Exercise goal:
Nothing below is to be printed except the lines between the line holding "as (247, 152)." and the line holding "as (351, 227).", inclusive, each exactly as it appears.

Given records:
╭──

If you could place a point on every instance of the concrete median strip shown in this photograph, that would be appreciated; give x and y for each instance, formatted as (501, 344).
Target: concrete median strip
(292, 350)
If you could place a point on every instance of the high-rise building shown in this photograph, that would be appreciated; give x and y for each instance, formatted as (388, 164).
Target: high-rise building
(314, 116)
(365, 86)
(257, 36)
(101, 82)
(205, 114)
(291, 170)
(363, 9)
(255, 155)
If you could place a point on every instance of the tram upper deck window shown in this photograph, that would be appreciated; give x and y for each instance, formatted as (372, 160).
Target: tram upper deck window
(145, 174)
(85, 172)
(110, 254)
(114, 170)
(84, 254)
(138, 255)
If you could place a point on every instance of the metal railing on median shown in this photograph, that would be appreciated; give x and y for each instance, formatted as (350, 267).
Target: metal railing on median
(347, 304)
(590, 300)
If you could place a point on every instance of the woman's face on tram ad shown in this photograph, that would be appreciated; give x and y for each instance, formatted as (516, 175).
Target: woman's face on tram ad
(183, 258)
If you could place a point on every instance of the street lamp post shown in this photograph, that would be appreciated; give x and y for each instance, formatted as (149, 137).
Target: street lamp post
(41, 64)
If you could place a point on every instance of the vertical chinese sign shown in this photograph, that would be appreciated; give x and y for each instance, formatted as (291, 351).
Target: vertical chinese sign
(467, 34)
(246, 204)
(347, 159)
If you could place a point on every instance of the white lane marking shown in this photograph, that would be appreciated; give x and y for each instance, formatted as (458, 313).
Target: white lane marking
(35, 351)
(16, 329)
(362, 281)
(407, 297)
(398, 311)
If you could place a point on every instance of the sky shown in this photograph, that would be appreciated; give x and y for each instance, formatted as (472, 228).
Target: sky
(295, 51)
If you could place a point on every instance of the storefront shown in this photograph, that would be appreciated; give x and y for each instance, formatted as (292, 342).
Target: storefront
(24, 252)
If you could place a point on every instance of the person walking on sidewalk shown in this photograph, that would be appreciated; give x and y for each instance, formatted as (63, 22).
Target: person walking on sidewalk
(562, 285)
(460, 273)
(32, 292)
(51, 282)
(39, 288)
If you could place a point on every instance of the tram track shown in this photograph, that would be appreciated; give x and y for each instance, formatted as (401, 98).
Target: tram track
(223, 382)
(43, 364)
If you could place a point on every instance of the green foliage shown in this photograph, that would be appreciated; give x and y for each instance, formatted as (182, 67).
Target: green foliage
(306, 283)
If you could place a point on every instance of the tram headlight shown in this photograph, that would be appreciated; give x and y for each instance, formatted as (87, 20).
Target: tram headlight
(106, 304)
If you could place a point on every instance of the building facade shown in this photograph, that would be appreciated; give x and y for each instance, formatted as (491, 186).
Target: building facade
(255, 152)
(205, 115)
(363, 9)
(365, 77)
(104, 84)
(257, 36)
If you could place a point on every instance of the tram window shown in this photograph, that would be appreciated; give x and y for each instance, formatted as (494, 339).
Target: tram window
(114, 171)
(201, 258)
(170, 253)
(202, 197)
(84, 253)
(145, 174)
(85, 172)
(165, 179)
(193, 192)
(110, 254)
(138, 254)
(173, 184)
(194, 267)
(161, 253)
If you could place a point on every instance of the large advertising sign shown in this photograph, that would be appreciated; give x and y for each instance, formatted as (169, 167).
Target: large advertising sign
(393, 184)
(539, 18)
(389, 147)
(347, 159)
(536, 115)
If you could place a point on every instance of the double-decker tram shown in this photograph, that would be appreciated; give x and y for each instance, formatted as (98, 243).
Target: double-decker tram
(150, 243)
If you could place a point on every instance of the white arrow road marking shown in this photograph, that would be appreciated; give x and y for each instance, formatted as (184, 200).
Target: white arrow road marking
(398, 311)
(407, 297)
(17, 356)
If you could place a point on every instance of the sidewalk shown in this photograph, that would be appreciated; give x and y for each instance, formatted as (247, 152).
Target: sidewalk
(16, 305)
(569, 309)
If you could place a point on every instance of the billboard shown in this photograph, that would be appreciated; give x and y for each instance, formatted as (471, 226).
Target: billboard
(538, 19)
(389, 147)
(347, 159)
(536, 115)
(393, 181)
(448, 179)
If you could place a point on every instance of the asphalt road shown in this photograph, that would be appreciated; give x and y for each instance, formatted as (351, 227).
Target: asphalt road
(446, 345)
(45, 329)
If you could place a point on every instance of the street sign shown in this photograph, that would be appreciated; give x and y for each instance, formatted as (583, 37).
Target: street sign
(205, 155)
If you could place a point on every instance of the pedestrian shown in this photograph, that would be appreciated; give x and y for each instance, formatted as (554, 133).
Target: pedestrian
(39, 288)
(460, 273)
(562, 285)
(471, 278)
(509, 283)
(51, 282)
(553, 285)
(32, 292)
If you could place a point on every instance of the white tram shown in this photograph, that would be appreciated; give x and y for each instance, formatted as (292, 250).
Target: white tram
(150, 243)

╰──

Answer to this problem:
If you could place a point on every instance of the sidewalk shown in this photograph, that would be appreciated; give x and y for each instance, formatted as (247, 152).
Target: sidewalk
(16, 305)
(569, 309)
If you could place a point on every instance of the billboard shown in this photograph, that would be appreciated; give x and y for each instance, formatted as (471, 226).
Target: billboard
(538, 19)
(389, 147)
(347, 159)
(536, 115)
(393, 181)
(448, 179)
If you could place a point on every instance of the asphalt road shown in this photograph, that would be appreciated; give x and y for each instance, formatted as (351, 227).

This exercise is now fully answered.